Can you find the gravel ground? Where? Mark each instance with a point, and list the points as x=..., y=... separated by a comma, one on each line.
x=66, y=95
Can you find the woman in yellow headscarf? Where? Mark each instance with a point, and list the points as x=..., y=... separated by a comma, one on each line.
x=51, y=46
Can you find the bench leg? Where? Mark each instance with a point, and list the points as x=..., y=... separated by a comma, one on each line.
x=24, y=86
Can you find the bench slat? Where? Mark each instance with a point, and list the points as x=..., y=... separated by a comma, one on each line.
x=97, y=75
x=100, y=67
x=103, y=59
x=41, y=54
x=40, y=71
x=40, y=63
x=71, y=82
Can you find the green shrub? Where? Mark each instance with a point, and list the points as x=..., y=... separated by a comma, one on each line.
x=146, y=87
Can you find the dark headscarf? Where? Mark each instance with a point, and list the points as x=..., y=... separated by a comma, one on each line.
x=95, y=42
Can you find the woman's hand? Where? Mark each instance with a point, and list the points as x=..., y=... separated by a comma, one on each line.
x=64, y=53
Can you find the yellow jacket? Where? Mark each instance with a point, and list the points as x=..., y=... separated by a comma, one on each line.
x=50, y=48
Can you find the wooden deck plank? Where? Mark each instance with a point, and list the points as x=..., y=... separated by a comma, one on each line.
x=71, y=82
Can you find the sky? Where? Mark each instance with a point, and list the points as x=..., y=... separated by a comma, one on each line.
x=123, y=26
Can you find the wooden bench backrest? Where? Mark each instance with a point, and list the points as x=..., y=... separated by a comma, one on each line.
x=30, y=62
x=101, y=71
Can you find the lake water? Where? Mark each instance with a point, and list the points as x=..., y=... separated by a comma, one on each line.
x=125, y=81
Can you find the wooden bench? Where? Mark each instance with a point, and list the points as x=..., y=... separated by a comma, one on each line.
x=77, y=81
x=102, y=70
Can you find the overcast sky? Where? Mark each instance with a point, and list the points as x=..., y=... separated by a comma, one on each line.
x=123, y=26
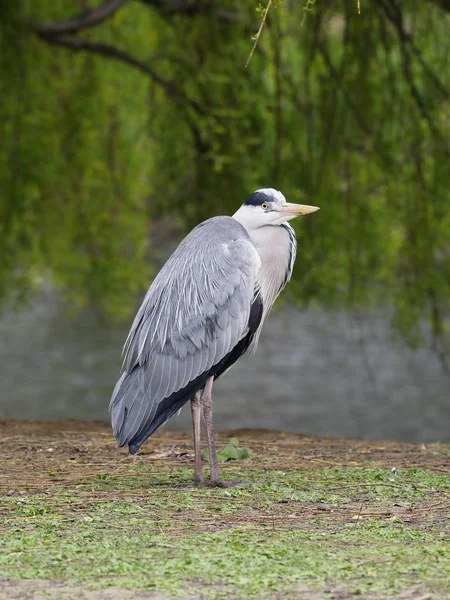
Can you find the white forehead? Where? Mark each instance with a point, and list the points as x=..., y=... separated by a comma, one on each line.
x=275, y=195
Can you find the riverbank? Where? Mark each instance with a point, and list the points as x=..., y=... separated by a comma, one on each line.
x=324, y=518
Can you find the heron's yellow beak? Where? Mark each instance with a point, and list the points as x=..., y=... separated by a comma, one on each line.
x=295, y=210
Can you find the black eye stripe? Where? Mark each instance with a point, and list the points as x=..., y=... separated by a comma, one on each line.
x=257, y=199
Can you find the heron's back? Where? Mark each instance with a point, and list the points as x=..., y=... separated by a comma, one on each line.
x=197, y=318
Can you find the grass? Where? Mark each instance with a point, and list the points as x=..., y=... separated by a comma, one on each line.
x=335, y=520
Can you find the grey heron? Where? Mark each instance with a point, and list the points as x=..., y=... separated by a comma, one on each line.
x=204, y=309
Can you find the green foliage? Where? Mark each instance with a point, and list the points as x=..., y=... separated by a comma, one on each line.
x=232, y=451
x=349, y=112
x=148, y=532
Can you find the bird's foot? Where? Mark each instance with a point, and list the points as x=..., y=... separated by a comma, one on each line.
x=227, y=483
x=200, y=481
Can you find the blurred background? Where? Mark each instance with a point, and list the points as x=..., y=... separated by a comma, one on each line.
x=125, y=123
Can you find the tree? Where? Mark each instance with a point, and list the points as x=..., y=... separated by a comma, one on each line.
x=129, y=112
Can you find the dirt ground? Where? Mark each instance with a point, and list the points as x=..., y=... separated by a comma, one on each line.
x=42, y=456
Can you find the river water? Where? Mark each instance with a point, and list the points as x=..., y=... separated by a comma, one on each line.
x=313, y=373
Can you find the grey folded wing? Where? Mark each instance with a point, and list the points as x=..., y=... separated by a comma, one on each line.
x=194, y=314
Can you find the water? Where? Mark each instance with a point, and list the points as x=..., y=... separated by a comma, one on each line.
x=312, y=373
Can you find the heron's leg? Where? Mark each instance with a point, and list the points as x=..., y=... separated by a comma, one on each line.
x=196, y=411
x=206, y=401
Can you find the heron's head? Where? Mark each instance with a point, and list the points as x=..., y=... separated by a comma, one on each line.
x=269, y=207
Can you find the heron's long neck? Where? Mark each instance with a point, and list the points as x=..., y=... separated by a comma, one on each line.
x=276, y=245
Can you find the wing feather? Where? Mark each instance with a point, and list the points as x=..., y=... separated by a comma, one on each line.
x=195, y=312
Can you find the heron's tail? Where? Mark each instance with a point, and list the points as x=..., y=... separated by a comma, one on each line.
x=135, y=416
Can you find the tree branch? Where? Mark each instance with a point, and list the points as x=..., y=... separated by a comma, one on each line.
x=80, y=45
x=84, y=20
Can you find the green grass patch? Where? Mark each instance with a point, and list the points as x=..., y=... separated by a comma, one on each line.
x=364, y=527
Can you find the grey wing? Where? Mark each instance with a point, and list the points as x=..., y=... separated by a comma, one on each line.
x=194, y=314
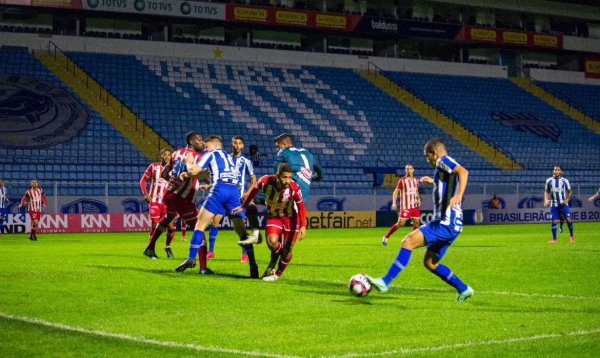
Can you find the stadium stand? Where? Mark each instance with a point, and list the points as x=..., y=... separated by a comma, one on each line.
x=100, y=153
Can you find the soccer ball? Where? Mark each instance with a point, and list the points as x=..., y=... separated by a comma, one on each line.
x=359, y=286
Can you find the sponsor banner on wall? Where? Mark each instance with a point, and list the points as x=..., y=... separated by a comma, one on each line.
x=383, y=26
x=592, y=66
x=291, y=17
x=339, y=219
x=178, y=8
x=511, y=37
x=532, y=216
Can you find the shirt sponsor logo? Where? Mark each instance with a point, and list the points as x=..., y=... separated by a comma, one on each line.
x=36, y=114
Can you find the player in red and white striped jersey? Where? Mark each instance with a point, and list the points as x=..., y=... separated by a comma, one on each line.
x=181, y=194
x=155, y=196
x=410, y=201
x=35, y=198
x=285, y=215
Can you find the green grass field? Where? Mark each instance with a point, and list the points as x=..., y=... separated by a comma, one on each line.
x=96, y=295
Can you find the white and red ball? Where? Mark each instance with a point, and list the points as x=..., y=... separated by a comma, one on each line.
x=359, y=286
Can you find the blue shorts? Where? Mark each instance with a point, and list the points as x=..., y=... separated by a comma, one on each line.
x=223, y=198
x=555, y=211
x=438, y=237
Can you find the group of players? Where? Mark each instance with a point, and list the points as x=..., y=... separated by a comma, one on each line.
x=204, y=165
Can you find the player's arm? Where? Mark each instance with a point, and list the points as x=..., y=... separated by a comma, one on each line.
x=302, y=217
x=143, y=182
x=252, y=183
x=395, y=198
x=251, y=194
x=426, y=180
x=44, y=199
x=318, y=172
x=24, y=200
x=463, y=177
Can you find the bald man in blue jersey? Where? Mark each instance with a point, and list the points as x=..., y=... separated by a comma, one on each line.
x=449, y=184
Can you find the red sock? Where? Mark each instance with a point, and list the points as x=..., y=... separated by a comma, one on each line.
x=202, y=256
x=283, y=264
x=393, y=229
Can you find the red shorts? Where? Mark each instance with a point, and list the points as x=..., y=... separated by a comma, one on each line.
x=157, y=212
x=177, y=205
x=35, y=215
x=409, y=213
x=288, y=226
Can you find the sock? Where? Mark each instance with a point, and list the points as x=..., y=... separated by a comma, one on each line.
x=446, y=274
x=397, y=266
x=195, y=243
x=275, y=255
x=212, y=237
x=393, y=229
x=202, y=256
x=170, y=235
x=283, y=264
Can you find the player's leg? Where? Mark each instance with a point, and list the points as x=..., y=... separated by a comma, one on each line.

________________

[TASK TO COMPLETE]
Please reproduce the listing exactly, leaving out any pictures.

[WRITTEN SOLUTION]
Can you find the gravel ground? Where? Mark each instance with a point, and list the points as x=..., y=... separated by a comma, one on each line.
x=66, y=95
Can you find the woman in yellow headscarf? Where? Mark each instance with a point, and list the points as x=..., y=... separated by a comma, one on each line.
x=51, y=46
Can you find the bench leg? Where? Mark each instance with a point, and list the points as x=..., y=... separated by a comma, one on each line.
x=24, y=86
Can you find the bench slat? Where? Mark each instance with a point, and list the points as x=..., y=... separated by a comma, one on each line.
x=97, y=75
x=100, y=67
x=103, y=59
x=41, y=54
x=40, y=71
x=40, y=63
x=71, y=82
Can you find the green shrub? Where? Mark each instance with a point, and list the points as x=..., y=... separated by a comma, one on each line.
x=146, y=87
Can you find the dark headscarf? Where? Mark each instance with a point, and list the points as x=..., y=... separated by a comma, one on each line.
x=95, y=42
Can you find the woman's hand? Where? Mark each instance with a point, and list the points as x=..., y=... separated by a comma, one on each line.
x=64, y=53
Can you find the yellow jacket? Where? Mark each instance with a point, and list the points as x=..., y=... separated by a comma, one on each line.
x=50, y=48
Can you find the wooden deck plank? Where? Mark each instance with a point, and list the points as x=..., y=... separated by a comma, one on each line.
x=71, y=82
Can you find the sky? Where? Mark each instance with a point, and list the points as x=..., y=... separated by a comma, one on each line.
x=123, y=26
Can you find the wooden bench backrest? Where? Mark each instance with a point, and list the points as x=..., y=... separated by a comma, one on each line.
x=30, y=62
x=101, y=71
Can you find the lake water? Where? Mark each instance with a point, and list the points as x=..., y=... separated by a comma, one on each line.
x=125, y=81
Can you find the wooden bench? Where? Mark each instance with a point, and list the points as x=..., y=... separated by a comma, one on each line.
x=77, y=81
x=102, y=70
Can you find the overcast sky? Where? Mark each instance with a point, and list the points as x=..., y=... separated by a comma, one on each line.
x=123, y=26
Can you find the white forehead? Where? Mark each instance with a point, and list the points as x=..., y=... separated by a comma, one on each line.
x=275, y=195
Can you find the riverbank? Where? Mark each instance with a point, and list the points as x=..., y=... separated by a comma, one on each line.
x=324, y=518
Can you find the heron's yellow beak? Where? Mark each instance with a point, and list the points as x=..., y=... separated by a comma, one on each line.
x=295, y=210
Can you find the black eye stripe? Where? Mark each instance with a point, and list the points as x=..., y=... separated by a comma, one on each line.
x=257, y=199
Can you find the heron's back? Where? Mark each instance with a point, and list the points as x=..., y=... separated by a comma, one on each line.
x=197, y=318
Can you find the grass? Where? Mark each instance with a point, and list the points as x=..., y=... separated by a comma, one on each line.
x=335, y=520
Can you find the grey heron? Where? Mark each instance with a point, and list the points as x=..., y=... separated by a comma, one on each line.
x=204, y=309
Can you find the green foliage? Where? Mark each instance with a point, and list the points as x=..., y=... separated by a comma, one on each line.
x=232, y=451
x=349, y=112
x=148, y=532
Can you find the bird's foot? Where? Mark each instance with a point, and list the points as x=..., y=... separated by a comma, one on each line.
x=227, y=483
x=200, y=481
Can you find the blurred background? Where? Mark each instance with a point, and list the points as x=..., y=... separated by a comma, one on each line.
x=125, y=123
Can you find the tree? Where? Mark each instance with a point, and list the points as x=..., y=... separated by a comma, one on each line.
x=129, y=112
Can you find the dirt ground? Where? Mark each instance with a point, and list the points as x=..., y=... separated by a comma, one on each line.
x=42, y=456
Can you find the river water? Where? Mark each instance with a point, and list the points as x=..., y=... separated by a comma, one on each line.
x=313, y=373
Can you find the grey folded wing? Where? Mark each instance with a point, and list the points as x=..., y=... separated by a comma, one on each line.
x=194, y=314
Can you find the water? Where? Mark each instance with a point, and list the points as x=..., y=... separated by a comma, one on each line.
x=312, y=373
Can you find the heron's leg? Where? Mark each instance with a point, and list the points as x=..., y=... separated by a comma, one on each line.
x=196, y=411
x=206, y=401
Can you find the heron's head? Where? Mark each instance with a point, and list the points as x=..., y=... separated by a comma, one on each line.
x=269, y=207
Can you find the heron's long neck? Where? Mark each instance with a point, and list the points as x=..., y=... separated by a comma, one on each line.
x=276, y=245
Can you find the wing feather? Where? Mark each instance with a point, and list the points as x=..., y=... separated by a comma, one on each line.
x=195, y=312
Can you find the heron's tail? Where? Mark each instance with a point, and list the points as x=..., y=... separated by a comma, one on each line.
x=135, y=416
Can you find the tree branch? Where? Mark each instance with a point, and list the points as x=..., y=... separated by a comma, one on each line.
x=80, y=45
x=84, y=20
Can you find the green grass patch? Where? Mark each instance with a point, and list the points as x=..., y=... separated by a comma, one on each line.
x=364, y=527
Can you find the grey wing? Where? Mark each instance with a point, and list the points as x=..., y=... separated by a comma, one on each line.
x=194, y=314
Can you find the stadium stand? Where? Mark each instance with a point, and list the points as x=..., y=... separated by a comma, one on each line.
x=100, y=153
Can you find the soccer ball? Where? Mark each instance with a point, and list the points as x=..., y=... separated by a comma, one on each line.
x=359, y=286
Can you find the sponsor banner on wall? Where? Mark each instance with a point, and list the points as x=..., y=... separated by a comma, one on each line.
x=383, y=26
x=592, y=66
x=291, y=17
x=339, y=219
x=178, y=8
x=511, y=37
x=532, y=216
Can you find the shirt sponsor logo? Where? Mark each instance with a point, and list the points as x=..., y=... separated by a comma, one on each line.
x=36, y=114
Can you find the player in red and white striped jersey? Where? Mark each instance with a point, and list the points as x=..., y=... separated by a comma, one on each line.
x=181, y=194
x=155, y=196
x=410, y=201
x=35, y=198
x=285, y=215
Can you find the green grass field? Where? Mark each instance with a point, and list the points as x=..., y=... separated by a comma, one on each line.
x=96, y=295
Can you find the white and red ball? Where? Mark each instance with a point, and list the points as x=..., y=... separated by a comma, one on each line.
x=359, y=286
Can you find the blue shorts? Where? Mark each instance with a point, and list the points as x=..., y=... separated by a comma, one on each line.
x=223, y=198
x=555, y=211
x=438, y=237
Can you find the group of players? Where? Mark each instance with a point, and list the points as x=..., y=... separated by a comma, one on each line.
x=204, y=165
Can you find the player's arm? Where? Mark each instance with a point, and list the points as x=..., y=... separated by a comma, one on each line.
x=302, y=217
x=143, y=182
x=252, y=183
x=395, y=198
x=251, y=194
x=426, y=180
x=44, y=199
x=318, y=172
x=24, y=200
x=463, y=177
Can you find the bald man in blue jersey? Where? Mark each instance with a point, and list the points as x=..., y=... separated by a comma, one on each line.
x=449, y=184
Can you find the red sock? Where? Mark each instance with a point, and list the points as x=..., y=... separated by a comma, one on each line.
x=202, y=256
x=283, y=264
x=393, y=229
Can you find the red shorts? Where? Mark each instance with a point, and list the points as x=..., y=... separated by a comma, one on each line.
x=157, y=212
x=177, y=205
x=35, y=215
x=409, y=213
x=288, y=226
Can you find the sock? Where? Mark each instance with a point, and list the points as x=..., y=... separated by a comma, one on each line.
x=446, y=274
x=397, y=266
x=195, y=243
x=275, y=255
x=212, y=237
x=393, y=229
x=202, y=256
x=170, y=235
x=283, y=264
Can you find the player's leg? Where? Mark each instance with a point, and list the points as x=..., y=... separated by a comma, one on each line.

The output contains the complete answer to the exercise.